WARRANT TO PURCHASE COMMON STOCK

 

NEITHER THE SECURITIES REPRESENTED BY THIS INSTRUMENT NOR THE SECURITIES ISSUABLE UPON EXERCISE OF THIS INSTRUMENT HAS BEEN REGISTERED UNDER THE SECURITIES ACT OF 1933, AS AMENDED, OR THE SECURITIES LAWS OF ANY STATE AND NONE OF SUCH SECURITIES MAY BE TRANSFERRED, SOLD OR OTHERWISE DISPOSED OF EXCEPT WHILE A REGISTRATION STATEMENT RELATING THERETO IS IN EFFECT UNDER SUCH ACT AND APPLICABLE STATE SECURITIES LAWS OR PURSUANT TO AN EXEMPTION FROM REGISTRATION UNDER SUCH ACT OR SUCH LAWS. THE SECURITIES REPRESENTED BY THIS INSTRUMENT AND THE SECURITIES ISSUABLE UPON EXERCISE OF THIS INSTRUMENT MAY NOT BE SOLD OR OTHERWISE TRANSFERRED EXCEPT IN COMPLIANCE WITH SUCH ACT AND SUCH LAWS. ANY SALE OR OTHER TRANSFER NOT IN COMPLIANCE WITH SUCH ACT AND SUCH LAWS WILL BE VOID.

 

WARRANT

to purchase

Up to 1,683,952

Shares of Common Stock

 

of TVI CORPORATION

 

Issue Date: November 20, 2008

 

1.                                        Definitions . Unless the context otherwise requires, when used herein the following terms shall have the meanings indicated.

 

“Board of Directors” means the board of directors of the Company, including any duly authorized committee thereof.

 

“Business Combination” means a merger, consolidation, statutory share exchange or similar transaction with unaffiliated third parties or party that requires the approval of the Company’s stockholders.

 

“business day” means any day except Saturday, Sunday and any day on which banking institutions in the State of New York generally are authorized or required by law or other governmental actions to close.

▸ **Your goal**:
Print, word for word, the part of the stock warrant starting with "Issue Date: November 20, 2008" and going on through "the Company’s stockholders.".

▸ **Extracted data**:
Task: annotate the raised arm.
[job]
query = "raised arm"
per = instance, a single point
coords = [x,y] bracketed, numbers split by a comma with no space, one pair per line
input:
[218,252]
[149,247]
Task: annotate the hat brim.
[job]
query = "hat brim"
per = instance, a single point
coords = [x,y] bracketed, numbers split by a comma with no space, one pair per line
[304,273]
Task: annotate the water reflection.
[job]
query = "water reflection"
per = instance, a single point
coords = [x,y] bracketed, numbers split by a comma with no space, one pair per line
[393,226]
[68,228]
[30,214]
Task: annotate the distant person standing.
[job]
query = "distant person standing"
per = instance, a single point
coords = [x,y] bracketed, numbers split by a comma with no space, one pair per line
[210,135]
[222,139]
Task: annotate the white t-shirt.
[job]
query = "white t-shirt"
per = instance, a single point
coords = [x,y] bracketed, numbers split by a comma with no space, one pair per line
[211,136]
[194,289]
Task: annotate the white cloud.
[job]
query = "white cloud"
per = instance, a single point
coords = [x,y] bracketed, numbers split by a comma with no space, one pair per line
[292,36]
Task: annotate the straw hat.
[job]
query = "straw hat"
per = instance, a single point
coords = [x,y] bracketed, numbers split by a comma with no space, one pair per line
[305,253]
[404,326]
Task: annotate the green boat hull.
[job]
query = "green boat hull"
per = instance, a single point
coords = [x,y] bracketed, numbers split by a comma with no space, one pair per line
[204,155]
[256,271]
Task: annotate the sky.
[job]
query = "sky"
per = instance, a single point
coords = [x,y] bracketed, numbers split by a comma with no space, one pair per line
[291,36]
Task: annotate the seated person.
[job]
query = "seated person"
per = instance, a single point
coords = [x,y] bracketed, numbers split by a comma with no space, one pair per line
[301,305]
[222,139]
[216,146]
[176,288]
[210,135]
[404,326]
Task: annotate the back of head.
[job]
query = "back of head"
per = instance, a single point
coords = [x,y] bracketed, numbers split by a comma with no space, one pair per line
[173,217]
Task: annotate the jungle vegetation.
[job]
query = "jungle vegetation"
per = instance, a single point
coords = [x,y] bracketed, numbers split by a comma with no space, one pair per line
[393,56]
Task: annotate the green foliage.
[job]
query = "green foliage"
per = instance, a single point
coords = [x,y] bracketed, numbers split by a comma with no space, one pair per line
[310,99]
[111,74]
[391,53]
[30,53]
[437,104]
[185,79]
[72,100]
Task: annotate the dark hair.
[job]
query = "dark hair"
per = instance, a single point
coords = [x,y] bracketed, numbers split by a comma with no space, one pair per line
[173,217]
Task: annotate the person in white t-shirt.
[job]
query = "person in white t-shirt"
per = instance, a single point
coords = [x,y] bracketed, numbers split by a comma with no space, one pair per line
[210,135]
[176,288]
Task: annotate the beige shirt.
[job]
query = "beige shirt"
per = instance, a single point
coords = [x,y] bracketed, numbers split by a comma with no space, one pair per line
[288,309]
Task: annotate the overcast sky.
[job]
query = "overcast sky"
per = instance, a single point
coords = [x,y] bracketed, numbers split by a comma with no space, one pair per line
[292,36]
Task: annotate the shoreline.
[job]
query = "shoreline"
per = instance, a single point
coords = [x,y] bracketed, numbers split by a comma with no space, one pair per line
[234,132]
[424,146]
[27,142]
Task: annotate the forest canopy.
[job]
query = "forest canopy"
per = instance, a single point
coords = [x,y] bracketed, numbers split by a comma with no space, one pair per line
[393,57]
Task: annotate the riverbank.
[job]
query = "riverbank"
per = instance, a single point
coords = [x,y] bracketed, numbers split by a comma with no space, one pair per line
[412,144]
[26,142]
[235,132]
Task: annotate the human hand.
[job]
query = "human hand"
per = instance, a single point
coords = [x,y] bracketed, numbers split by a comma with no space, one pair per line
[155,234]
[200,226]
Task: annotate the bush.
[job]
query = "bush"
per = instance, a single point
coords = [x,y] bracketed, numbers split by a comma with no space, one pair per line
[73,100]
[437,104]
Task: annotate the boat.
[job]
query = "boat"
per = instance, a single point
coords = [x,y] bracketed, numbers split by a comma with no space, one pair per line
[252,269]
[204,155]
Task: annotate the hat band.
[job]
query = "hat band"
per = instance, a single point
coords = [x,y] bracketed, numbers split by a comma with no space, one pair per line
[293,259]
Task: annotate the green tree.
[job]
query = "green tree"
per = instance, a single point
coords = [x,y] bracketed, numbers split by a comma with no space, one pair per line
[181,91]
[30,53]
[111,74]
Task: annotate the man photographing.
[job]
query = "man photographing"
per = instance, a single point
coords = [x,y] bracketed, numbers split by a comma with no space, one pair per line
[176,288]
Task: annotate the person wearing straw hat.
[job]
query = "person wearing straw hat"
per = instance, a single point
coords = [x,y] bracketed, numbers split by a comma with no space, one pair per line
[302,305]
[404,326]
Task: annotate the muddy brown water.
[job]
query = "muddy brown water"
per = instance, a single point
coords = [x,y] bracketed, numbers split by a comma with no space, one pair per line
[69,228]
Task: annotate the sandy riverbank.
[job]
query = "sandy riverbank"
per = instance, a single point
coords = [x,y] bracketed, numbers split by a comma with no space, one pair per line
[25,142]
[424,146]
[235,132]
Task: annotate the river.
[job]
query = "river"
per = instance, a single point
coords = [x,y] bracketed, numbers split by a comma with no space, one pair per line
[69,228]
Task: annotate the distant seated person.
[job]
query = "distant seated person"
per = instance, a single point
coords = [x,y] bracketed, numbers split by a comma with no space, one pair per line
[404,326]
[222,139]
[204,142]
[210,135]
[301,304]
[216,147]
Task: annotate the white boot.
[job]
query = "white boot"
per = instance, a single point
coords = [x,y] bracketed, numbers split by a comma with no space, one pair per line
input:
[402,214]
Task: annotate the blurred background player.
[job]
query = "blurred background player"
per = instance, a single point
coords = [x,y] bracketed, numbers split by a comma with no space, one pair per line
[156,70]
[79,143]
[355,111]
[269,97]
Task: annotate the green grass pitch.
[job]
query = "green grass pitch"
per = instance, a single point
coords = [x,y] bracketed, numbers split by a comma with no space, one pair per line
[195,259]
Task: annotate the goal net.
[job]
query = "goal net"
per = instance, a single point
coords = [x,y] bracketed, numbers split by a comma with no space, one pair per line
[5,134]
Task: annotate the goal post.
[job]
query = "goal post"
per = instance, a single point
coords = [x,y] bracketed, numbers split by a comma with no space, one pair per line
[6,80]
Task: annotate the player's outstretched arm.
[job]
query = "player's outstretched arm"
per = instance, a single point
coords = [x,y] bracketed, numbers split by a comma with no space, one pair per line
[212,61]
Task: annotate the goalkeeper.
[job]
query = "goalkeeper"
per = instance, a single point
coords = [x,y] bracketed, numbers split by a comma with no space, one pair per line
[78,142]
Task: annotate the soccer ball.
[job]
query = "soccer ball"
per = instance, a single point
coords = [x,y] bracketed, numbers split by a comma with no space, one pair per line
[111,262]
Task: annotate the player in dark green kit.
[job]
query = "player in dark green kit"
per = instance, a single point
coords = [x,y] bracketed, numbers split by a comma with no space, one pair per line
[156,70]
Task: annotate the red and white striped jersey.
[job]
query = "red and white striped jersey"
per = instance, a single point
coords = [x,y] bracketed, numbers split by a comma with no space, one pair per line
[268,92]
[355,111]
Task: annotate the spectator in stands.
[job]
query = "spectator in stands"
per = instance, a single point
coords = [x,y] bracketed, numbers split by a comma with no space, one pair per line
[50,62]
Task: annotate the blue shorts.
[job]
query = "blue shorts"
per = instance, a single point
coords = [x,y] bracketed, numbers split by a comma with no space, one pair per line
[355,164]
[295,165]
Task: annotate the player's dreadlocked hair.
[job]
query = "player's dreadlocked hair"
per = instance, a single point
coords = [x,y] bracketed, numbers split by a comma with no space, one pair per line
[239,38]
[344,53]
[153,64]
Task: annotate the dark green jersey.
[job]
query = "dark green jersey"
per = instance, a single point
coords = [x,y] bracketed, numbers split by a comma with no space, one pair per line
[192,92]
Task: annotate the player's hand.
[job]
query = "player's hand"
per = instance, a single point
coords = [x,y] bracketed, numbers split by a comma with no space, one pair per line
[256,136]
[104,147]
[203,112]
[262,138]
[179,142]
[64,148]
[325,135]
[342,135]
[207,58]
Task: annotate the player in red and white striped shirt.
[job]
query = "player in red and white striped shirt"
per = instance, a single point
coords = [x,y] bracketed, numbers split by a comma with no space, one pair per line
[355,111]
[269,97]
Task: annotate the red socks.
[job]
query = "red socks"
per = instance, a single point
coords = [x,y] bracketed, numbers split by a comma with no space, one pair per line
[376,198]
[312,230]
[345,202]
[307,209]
--
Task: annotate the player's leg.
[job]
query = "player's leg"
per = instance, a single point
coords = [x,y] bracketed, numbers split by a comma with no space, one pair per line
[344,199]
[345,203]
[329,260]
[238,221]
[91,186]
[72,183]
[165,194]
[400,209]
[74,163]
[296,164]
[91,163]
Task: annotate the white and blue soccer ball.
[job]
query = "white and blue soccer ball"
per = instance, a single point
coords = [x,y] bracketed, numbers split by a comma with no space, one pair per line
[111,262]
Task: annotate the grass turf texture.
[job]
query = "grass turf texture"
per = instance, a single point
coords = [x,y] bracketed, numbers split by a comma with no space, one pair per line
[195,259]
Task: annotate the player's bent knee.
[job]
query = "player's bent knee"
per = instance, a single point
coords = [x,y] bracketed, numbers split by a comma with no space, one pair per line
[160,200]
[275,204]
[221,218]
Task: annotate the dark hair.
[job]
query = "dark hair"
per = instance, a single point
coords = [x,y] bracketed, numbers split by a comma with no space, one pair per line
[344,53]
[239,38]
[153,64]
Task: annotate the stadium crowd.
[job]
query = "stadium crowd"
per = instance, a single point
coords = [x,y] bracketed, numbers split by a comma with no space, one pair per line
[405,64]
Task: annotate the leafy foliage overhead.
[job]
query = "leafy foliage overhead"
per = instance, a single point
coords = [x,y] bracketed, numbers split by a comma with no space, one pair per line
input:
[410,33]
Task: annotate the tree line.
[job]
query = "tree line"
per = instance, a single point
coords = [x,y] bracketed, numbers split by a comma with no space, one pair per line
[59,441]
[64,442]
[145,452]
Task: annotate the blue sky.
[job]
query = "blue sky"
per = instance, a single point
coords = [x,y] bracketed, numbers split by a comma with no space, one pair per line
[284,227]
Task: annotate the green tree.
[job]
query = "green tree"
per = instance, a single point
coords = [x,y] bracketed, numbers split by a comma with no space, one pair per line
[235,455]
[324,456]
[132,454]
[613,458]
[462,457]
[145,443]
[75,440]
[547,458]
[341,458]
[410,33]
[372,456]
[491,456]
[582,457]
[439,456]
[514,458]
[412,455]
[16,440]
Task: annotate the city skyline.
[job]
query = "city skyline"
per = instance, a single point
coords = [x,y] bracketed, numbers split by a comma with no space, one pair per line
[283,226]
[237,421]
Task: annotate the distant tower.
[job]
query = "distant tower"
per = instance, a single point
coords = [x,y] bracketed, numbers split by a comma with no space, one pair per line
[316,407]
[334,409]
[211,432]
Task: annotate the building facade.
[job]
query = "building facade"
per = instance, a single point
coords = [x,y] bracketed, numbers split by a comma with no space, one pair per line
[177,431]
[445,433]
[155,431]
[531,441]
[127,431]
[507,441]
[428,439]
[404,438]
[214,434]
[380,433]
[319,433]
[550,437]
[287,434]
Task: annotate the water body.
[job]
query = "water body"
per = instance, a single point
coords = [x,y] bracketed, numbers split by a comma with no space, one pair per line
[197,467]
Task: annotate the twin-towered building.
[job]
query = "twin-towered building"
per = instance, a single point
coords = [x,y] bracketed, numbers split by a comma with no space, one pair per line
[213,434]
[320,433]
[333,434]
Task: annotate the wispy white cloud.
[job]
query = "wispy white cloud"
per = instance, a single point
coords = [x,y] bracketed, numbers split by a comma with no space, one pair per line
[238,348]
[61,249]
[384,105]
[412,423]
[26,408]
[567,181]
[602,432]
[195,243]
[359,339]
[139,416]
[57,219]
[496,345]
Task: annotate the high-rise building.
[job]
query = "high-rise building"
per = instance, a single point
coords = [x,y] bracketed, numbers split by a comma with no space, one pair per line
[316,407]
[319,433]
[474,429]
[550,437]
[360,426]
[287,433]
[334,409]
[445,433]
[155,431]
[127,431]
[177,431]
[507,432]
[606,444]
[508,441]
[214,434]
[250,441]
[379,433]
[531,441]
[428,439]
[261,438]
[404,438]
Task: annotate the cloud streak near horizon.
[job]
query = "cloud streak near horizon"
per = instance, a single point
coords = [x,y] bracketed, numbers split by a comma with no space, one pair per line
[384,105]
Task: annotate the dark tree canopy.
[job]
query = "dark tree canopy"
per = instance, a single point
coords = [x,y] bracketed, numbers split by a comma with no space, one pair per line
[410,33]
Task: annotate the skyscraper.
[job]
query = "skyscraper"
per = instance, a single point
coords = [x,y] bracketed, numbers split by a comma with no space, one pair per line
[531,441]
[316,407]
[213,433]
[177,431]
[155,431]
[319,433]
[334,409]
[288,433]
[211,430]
--
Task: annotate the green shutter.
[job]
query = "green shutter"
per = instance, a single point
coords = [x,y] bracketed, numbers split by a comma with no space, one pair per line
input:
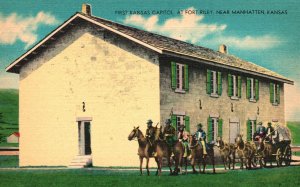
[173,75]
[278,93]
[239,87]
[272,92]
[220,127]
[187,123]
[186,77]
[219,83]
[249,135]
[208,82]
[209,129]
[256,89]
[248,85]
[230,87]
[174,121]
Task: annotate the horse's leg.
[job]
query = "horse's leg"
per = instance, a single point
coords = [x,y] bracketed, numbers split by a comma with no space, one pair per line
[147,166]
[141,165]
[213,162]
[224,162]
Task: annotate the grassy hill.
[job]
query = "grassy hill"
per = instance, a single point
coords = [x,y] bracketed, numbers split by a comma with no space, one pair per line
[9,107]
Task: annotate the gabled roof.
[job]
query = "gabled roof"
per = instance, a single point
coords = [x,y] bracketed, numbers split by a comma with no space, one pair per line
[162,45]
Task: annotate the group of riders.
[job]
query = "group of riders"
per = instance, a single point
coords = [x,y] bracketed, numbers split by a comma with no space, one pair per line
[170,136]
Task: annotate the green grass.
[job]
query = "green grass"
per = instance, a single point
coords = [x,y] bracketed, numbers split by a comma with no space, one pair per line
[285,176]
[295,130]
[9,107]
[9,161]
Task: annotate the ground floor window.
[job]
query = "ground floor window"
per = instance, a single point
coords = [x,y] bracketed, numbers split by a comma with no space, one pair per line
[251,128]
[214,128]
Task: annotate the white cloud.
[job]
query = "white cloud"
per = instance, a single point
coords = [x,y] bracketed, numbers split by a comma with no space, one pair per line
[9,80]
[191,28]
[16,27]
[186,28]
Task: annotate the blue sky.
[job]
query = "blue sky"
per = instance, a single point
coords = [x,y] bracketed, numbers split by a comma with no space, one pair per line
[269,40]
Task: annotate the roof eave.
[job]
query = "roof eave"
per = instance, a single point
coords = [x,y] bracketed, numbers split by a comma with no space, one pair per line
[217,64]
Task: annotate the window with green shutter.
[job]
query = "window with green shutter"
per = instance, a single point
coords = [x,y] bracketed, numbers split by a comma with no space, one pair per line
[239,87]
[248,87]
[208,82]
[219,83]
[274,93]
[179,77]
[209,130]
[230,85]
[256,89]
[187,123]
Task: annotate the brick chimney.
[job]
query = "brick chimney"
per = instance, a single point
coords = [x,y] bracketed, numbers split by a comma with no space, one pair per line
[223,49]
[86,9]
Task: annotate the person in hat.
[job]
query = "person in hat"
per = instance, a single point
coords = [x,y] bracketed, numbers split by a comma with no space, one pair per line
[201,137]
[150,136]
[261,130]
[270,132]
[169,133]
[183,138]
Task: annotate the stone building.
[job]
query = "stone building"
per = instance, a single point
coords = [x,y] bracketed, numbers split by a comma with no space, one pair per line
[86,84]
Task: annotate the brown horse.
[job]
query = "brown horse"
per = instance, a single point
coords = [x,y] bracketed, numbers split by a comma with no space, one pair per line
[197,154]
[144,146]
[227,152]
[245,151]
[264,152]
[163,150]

▸ **Full answer**:
Issue Date: November 20, 2008

 

1.                                        Definitions . Unless the context otherwise requires, when used herein the following terms shall have the meanings indicated.

 

“Board of Directors” means the board of directors of the Company, including any duly authorized committee thereof.

 

“Business Combination” means a merger, consolidation, statutory share exchange or similar transaction with unaffiliated third parties or party that requires the approval of the Company’s stockholders.